• **Task goal**
The expected output is each entry, given again exactly.
Working data Block Start
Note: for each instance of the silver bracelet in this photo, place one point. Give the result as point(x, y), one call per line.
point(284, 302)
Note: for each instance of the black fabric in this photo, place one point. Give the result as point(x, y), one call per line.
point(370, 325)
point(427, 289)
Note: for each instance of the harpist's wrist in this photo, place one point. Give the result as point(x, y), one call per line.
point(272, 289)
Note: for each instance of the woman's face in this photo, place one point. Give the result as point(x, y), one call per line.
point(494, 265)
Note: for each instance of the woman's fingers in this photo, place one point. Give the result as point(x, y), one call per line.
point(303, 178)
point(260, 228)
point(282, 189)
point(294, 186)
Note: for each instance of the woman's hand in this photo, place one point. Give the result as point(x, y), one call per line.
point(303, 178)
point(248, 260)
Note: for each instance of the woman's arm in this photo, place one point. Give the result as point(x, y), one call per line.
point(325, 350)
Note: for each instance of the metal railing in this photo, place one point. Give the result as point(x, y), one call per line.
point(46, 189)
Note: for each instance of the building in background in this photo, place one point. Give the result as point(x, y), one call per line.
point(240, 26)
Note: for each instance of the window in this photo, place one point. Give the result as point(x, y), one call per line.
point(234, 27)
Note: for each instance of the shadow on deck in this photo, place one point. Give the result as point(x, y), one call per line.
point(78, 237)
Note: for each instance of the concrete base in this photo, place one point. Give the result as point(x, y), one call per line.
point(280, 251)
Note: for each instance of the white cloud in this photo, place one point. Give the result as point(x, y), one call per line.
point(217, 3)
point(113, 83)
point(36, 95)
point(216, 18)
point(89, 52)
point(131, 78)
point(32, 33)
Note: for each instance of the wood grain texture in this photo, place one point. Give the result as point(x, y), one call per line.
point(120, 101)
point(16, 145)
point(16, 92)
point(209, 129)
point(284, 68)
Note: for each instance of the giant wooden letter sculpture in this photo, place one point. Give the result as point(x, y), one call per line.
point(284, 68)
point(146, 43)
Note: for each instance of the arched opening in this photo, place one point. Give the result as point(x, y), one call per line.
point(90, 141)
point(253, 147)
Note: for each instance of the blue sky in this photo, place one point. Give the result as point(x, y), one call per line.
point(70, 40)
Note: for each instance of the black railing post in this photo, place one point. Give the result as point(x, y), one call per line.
Working data Block End
• **Exercise response**
Note: for each instance of the silver bracelet in this photo, place one point. Give the result as point(x, y), one call per line.
point(284, 302)
Note: for each instance of the black fabric in this photo, place one point. Give the result as point(x, y), one call per line.
point(370, 325)
point(427, 289)
Note: for each instance of the harpist's wrist in this photo, place one point. Give the result as point(x, y), one call per line.
point(272, 289)
Note: for each instance of the woman's face in this photo, place one point. Give the result as point(x, y), one call per line.
point(494, 265)
Note: for each instance of the woman's fingers in this photo, place one point. Give the result as point(x, y), one call per line.
point(303, 178)
point(260, 228)
point(282, 189)
point(294, 186)
Note: for each instance of the woman's hand in this photo, place one point. Give the result as point(x, y), one call per line.
point(303, 178)
point(248, 260)
Note: for each instance of the woman's arm in this photo, place one point. Give the result as point(x, y), one call per line.
point(325, 350)
Note: for each instance of the metal railing in this photo, place one point. Give the result as point(x, y), one call per line.
point(46, 189)
Note: for each instance of the building in background in this photo, place one point. Give the result as point(x, y), one call per line.
point(240, 26)
Note: for each instance of the window in this photo, place one point. Give the result as point(x, y), one call per line.
point(234, 27)
Note: for each instance of the shadow on deck in this photo, place one point. Give the result as point(x, y), one call per line.
point(78, 237)
Note: for each instance of the concrete base in this photo, place one point. Give the result as point(x, y), one call per line.
point(280, 251)
Note: for each instance of the white cloud in this photo, place one point. Give the result as point(x, y), one call per line.
point(217, 3)
point(113, 83)
point(36, 95)
point(216, 18)
point(89, 52)
point(131, 78)
point(32, 33)
Note: for each instance of the wood grain texture in this photo, place one point. Give the result as point(x, y), one call per line.
point(120, 101)
point(16, 145)
point(16, 92)
point(209, 129)
point(284, 68)
Note: for each instance of the giant wooden letter sculpture in this photo, place one point. Give the result as point(x, y), one call per line.
point(284, 68)
point(146, 43)
Note: for each instance of the arched opening in this photo, place one point. Give the result as point(x, y), one call per line.
point(90, 141)
point(253, 147)
Note: for each instance of the blue sky in this photo, place one point. Give the result as point(x, y), one call per line.
point(70, 40)
Note: for each instance of the black railing post in this photo, place one point. Give the result as point(x, y), one call per line.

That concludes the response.